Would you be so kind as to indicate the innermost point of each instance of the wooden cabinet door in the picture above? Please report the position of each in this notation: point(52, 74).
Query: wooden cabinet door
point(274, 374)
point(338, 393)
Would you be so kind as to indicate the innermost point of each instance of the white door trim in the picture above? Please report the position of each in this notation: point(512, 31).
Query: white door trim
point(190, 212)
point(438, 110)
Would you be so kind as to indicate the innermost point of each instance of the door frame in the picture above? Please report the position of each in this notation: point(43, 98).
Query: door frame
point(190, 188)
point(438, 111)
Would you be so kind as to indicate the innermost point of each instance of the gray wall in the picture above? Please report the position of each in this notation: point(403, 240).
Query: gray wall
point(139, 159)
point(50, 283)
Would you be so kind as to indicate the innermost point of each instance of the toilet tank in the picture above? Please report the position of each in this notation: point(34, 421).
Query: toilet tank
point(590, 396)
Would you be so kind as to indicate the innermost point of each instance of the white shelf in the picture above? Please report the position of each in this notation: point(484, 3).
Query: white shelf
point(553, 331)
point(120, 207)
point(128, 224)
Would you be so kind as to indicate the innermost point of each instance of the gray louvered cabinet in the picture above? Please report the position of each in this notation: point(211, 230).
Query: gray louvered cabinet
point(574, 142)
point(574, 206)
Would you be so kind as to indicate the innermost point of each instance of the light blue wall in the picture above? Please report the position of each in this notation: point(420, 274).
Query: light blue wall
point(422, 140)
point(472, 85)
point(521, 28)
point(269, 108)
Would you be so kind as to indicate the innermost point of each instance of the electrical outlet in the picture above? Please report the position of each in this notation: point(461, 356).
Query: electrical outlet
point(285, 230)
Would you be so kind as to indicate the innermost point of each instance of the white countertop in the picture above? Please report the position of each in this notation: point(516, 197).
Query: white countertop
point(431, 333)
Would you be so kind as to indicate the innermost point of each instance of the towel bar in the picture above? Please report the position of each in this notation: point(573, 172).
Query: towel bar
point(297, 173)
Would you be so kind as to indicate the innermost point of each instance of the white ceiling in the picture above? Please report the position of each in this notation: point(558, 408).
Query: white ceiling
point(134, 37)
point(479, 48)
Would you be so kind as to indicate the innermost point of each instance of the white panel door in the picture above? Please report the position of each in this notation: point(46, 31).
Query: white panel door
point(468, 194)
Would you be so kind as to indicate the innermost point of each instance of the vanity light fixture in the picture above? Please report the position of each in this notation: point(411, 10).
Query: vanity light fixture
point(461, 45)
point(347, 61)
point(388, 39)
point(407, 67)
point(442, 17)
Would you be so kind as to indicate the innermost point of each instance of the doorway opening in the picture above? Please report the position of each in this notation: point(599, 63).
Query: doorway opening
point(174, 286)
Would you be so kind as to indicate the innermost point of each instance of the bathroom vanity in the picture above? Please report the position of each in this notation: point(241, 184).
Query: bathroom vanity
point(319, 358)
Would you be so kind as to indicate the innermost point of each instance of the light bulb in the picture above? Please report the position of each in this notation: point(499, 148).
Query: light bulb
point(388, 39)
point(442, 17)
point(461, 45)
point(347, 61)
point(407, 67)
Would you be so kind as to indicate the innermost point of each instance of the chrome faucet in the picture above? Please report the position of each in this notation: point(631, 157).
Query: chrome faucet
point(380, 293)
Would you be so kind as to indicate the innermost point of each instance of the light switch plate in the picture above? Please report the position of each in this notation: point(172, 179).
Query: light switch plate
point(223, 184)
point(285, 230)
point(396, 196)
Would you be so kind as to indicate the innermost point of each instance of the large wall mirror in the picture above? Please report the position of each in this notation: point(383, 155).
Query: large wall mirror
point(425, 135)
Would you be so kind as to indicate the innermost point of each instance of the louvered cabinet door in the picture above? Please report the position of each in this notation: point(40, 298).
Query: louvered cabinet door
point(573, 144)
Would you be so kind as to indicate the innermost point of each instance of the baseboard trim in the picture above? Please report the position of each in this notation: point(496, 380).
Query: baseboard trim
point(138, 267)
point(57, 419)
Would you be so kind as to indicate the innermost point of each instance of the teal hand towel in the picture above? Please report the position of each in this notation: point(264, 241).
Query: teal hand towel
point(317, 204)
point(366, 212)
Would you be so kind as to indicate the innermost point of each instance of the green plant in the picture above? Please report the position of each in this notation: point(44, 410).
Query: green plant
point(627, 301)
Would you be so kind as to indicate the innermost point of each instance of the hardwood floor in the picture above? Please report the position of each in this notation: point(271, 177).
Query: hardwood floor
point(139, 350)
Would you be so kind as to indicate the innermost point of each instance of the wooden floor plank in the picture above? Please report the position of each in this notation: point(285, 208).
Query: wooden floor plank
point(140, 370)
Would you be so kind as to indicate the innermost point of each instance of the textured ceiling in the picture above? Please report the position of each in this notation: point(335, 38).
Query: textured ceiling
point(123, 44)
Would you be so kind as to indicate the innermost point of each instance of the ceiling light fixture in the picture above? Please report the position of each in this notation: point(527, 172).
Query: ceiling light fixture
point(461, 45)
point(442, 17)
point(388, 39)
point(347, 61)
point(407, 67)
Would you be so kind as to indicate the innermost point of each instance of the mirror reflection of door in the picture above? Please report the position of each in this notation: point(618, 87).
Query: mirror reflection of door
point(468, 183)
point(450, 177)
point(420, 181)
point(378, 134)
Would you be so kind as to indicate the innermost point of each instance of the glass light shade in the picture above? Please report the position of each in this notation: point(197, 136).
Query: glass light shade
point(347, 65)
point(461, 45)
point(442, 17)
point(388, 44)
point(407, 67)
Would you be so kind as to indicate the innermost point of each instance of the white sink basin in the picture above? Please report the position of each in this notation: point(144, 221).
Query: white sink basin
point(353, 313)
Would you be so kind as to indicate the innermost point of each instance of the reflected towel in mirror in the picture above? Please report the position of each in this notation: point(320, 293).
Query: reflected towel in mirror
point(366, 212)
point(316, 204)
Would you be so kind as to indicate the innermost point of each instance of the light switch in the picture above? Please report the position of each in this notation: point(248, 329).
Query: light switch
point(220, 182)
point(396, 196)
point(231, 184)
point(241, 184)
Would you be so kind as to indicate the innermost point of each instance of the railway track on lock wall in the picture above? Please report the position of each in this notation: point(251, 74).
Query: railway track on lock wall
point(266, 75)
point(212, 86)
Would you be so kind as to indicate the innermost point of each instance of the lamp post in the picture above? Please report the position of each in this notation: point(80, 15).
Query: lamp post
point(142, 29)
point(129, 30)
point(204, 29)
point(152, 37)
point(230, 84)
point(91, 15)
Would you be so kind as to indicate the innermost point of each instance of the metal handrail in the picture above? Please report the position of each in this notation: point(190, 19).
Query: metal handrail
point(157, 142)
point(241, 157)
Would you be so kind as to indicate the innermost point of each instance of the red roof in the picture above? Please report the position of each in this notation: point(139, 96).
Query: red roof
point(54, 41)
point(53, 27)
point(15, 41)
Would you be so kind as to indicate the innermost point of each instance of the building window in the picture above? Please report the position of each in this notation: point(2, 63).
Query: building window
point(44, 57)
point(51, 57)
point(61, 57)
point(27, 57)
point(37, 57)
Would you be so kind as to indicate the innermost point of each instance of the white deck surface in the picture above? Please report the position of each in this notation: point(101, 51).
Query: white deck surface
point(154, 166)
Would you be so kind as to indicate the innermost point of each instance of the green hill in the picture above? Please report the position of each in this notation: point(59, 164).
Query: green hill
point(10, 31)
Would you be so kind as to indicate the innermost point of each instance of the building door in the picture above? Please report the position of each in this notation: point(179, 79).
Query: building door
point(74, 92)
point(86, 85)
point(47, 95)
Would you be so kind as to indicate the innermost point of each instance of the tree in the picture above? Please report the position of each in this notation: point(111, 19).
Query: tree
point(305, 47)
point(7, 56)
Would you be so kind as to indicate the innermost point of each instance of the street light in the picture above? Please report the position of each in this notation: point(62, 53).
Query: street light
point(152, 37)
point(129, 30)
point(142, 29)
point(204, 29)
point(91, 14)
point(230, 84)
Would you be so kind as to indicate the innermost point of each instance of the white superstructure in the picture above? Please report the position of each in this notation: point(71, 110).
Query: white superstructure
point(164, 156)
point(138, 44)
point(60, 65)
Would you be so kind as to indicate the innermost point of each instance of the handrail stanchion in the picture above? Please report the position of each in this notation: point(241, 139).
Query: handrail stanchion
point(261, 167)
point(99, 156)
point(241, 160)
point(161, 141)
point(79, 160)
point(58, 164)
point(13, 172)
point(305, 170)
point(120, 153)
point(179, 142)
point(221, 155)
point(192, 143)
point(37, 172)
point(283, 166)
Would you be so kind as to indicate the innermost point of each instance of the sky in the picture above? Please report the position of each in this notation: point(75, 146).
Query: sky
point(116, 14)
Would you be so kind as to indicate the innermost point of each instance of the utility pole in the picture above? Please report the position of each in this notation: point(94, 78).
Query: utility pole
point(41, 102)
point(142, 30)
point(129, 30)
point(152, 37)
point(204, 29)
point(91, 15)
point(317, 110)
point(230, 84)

_WHAT TO DO_: Give again only the lines of the material above that run from the one with "notation: point(241, 139)." through the end, both included, exactly as they appear.

_COMPLETED TASK_:
Would you be so kind as to indicate the innermost point of each instance of the handrail stanchion in the picture above? Please report the position of each in this notation: point(241, 139).
Query: handrail stanchion
point(261, 167)
point(99, 156)
point(241, 160)
point(161, 141)
point(79, 160)
point(58, 164)
point(13, 172)
point(305, 170)
point(120, 153)
point(179, 142)
point(221, 155)
point(192, 143)
point(37, 172)
point(283, 166)
Would you be so kind as to indicate the innermost point of each instance of the sky in the picture above? Please report the position of each in this notation: point(75, 146).
Query: sky
point(116, 14)
Would you be so kind as to indicate the innermost point of each instance of the utility pole in the picture above? Please report the position of each in this notation: point(94, 78).
Query: utility pole
point(41, 102)
point(142, 30)
point(129, 30)
point(152, 37)
point(204, 29)
point(91, 15)
point(317, 110)
point(230, 84)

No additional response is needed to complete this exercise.